EXERCISE DESCRIPTION — How many lines in the entries below contain the string "blue"? Case counts. Reply with the number alone.

PROVIDED DATA —
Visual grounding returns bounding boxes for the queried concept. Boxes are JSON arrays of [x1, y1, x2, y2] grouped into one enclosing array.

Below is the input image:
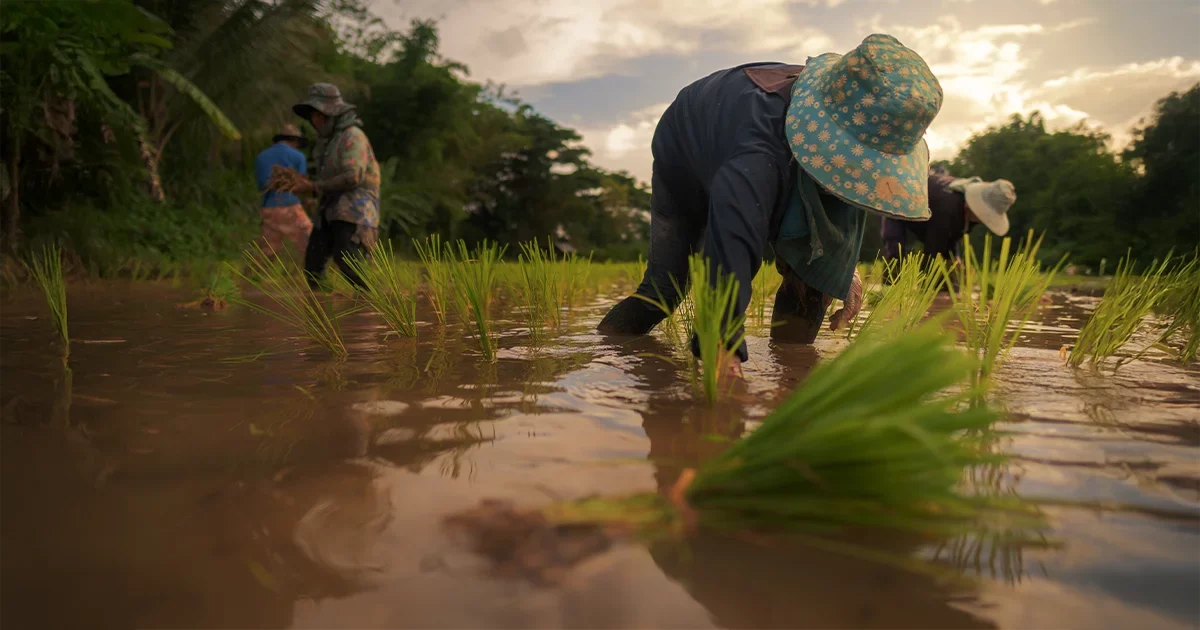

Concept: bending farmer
[[254, 125, 312, 254], [882, 173, 1016, 263], [600, 35, 942, 372], [282, 83, 379, 288]]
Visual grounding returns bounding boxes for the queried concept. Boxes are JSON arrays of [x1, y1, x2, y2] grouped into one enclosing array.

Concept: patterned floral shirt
[[313, 112, 379, 247]]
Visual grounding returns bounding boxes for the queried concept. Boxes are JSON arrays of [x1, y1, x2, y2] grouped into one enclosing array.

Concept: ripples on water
[[0, 283, 1200, 630]]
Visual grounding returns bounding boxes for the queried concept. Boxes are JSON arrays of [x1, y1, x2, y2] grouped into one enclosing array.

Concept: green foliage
[[864, 252, 947, 336], [348, 241, 416, 337], [950, 113, 1137, 268], [942, 232, 1062, 403], [1067, 252, 1171, 367], [1124, 84, 1200, 258], [446, 240, 504, 362], [413, 234, 454, 324], [688, 253, 746, 403], [26, 246, 71, 356], [233, 244, 349, 359]]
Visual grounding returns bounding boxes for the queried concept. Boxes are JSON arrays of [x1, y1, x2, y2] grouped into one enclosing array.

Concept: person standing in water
[[276, 83, 380, 288], [254, 125, 312, 254], [881, 172, 1016, 263], [599, 35, 942, 374]]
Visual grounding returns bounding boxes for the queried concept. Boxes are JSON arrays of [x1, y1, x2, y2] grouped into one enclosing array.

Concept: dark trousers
[[304, 217, 367, 289], [599, 154, 824, 361]]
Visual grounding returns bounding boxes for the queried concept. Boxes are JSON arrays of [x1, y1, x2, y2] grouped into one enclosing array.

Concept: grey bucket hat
[[292, 83, 354, 120], [964, 179, 1016, 236]]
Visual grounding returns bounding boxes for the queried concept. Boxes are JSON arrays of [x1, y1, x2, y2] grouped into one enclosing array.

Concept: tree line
[[0, 0, 1200, 271]]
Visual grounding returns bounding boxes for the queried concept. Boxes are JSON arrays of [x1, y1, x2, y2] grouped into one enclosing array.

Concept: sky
[[373, 0, 1200, 181]]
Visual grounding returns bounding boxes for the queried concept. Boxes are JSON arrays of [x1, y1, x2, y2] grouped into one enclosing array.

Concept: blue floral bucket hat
[[787, 35, 942, 221]]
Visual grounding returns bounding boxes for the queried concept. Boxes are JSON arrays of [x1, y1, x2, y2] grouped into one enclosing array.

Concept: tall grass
[[1067, 252, 1171, 367], [746, 264, 784, 326], [514, 239, 566, 340], [26, 245, 71, 356], [446, 240, 504, 362], [413, 234, 454, 324], [850, 252, 947, 336], [535, 322, 1042, 544], [942, 230, 1066, 404], [347, 241, 416, 337], [233, 244, 353, 358]]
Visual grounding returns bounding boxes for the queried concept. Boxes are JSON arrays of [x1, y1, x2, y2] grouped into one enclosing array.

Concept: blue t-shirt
[[254, 143, 308, 208]]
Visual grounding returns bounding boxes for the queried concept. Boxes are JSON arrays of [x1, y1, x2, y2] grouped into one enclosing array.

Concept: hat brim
[[962, 184, 1008, 236], [271, 133, 308, 149], [786, 53, 931, 221], [292, 101, 354, 121]]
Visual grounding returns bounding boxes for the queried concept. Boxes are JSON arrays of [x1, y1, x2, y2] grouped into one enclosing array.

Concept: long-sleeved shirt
[[882, 173, 971, 259], [254, 142, 308, 208], [313, 112, 380, 245]]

OUTPUT OF THE EXERCISE — 2